Data provided:
——————————
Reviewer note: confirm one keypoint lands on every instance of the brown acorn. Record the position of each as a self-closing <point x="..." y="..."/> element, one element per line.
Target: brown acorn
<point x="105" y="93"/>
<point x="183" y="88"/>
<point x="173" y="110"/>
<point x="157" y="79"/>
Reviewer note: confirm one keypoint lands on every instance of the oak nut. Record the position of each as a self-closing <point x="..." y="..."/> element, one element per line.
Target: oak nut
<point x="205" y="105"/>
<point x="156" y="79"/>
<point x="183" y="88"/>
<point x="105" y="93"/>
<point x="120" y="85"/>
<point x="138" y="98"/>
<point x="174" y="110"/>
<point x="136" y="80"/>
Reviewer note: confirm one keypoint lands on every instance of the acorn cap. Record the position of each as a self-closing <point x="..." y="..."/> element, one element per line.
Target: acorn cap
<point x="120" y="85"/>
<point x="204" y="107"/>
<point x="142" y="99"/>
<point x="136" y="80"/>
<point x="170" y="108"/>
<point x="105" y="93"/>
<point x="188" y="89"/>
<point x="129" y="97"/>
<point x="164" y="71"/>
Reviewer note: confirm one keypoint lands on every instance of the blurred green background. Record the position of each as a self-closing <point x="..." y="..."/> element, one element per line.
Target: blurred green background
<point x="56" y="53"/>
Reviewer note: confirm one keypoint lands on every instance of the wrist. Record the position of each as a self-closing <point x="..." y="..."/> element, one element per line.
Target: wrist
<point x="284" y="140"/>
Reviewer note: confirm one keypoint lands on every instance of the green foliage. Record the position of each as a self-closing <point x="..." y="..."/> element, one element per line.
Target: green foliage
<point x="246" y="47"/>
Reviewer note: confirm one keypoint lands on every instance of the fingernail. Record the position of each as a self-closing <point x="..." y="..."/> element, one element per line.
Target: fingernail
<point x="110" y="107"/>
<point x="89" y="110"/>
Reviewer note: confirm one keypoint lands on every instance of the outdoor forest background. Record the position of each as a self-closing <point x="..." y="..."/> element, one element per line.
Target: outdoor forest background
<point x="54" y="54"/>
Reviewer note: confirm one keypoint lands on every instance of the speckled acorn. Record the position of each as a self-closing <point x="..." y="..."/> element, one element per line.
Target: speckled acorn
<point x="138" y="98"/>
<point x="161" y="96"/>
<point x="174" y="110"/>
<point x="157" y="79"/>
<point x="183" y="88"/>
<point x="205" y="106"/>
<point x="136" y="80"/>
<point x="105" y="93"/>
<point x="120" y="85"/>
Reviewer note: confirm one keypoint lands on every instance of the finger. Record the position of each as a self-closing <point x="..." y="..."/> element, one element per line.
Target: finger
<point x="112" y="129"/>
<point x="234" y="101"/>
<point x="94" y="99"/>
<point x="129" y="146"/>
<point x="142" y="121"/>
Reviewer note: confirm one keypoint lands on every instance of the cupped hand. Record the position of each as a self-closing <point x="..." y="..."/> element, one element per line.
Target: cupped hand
——————————
Task to carry out:
After reading the listing above, print each line back exactly.

Solution to this problem:
Reviewer note: confirm one keypoint lands on every instance of the brown acorn. Record the position of each as a self-closing <point x="..." y="..."/> element, one element per line.
Target: brown acorn
<point x="105" y="93"/>
<point x="183" y="88"/>
<point x="173" y="110"/>
<point x="157" y="79"/>
Reviewer note: confirm one keypoint lands on every instance of the oak nut. Record the position of each as a self-closing <point x="..." y="..."/> element, one element per line.
Target: oak nut
<point x="205" y="105"/>
<point x="156" y="79"/>
<point x="183" y="88"/>
<point x="105" y="93"/>
<point x="120" y="85"/>
<point x="138" y="98"/>
<point x="174" y="110"/>
<point x="136" y="80"/>
Reviewer note: confirm one keypoint lands on every instance of the acorn cap. Record the position of each as a self-closing <point x="..." y="..."/> element, one element per line.
Target: acorn cap
<point x="120" y="85"/>
<point x="204" y="107"/>
<point x="142" y="99"/>
<point x="136" y="80"/>
<point x="170" y="108"/>
<point x="105" y="93"/>
<point x="188" y="89"/>
<point x="129" y="97"/>
<point x="164" y="71"/>
Reviewer note: confirm one keypoint lands on every instance of the blurred green background. Record the position of each as a self-closing <point x="..." y="..."/> element, one element per line.
Target: blurred green background
<point x="56" y="53"/>
Reviewer note: confirm one keypoint lands on every instance of the wrist. Record the position of each as a self-closing <point x="..." y="..."/> element, one element per line.
Target: wrist
<point x="284" y="140"/>
Reviewer note: confirm one keypoint lands on every instance of the green foliage. Record the position of each as a self-closing <point x="..." y="..."/> element, one element per line.
Target: green foliage
<point x="246" y="47"/>
Reviewer note: confirm one keypoint lands on every instance of the fingernail. Record the position of each as a self-closing <point x="..." y="..."/> element, one element per line.
Target: fingernail
<point x="110" y="107"/>
<point x="89" y="110"/>
Reviewer note: confirm one keypoint lands on every instance of the outdoor forest background. Record the position of each as a self-closing <point x="..." y="..."/> element, one element per line.
Target: outdoor forest background
<point x="54" y="54"/>
Reviewer note: confirm one keypoint lands on every instance of the speckled acorn. Record the position of each as a self-closing <point x="..." y="..."/> element, one element per line.
Target: speckled acorn
<point x="138" y="98"/>
<point x="161" y="96"/>
<point x="174" y="110"/>
<point x="157" y="79"/>
<point x="183" y="88"/>
<point x="205" y="106"/>
<point x="136" y="80"/>
<point x="105" y="93"/>
<point x="120" y="85"/>
Reviewer note: confirm one keypoint lands on every instance of the finger. Record the position of each as a self-closing <point x="..." y="..."/> element, one element per line.
Target: finger
<point x="112" y="129"/>
<point x="234" y="101"/>
<point x="94" y="99"/>
<point x="129" y="146"/>
<point x="142" y="121"/>
Reviewer note: confirm one keypoint lands on every instance of the cupped hand. Record the position of each as a self-closing <point x="..." y="..."/> element, one element per line.
Target: cupped hand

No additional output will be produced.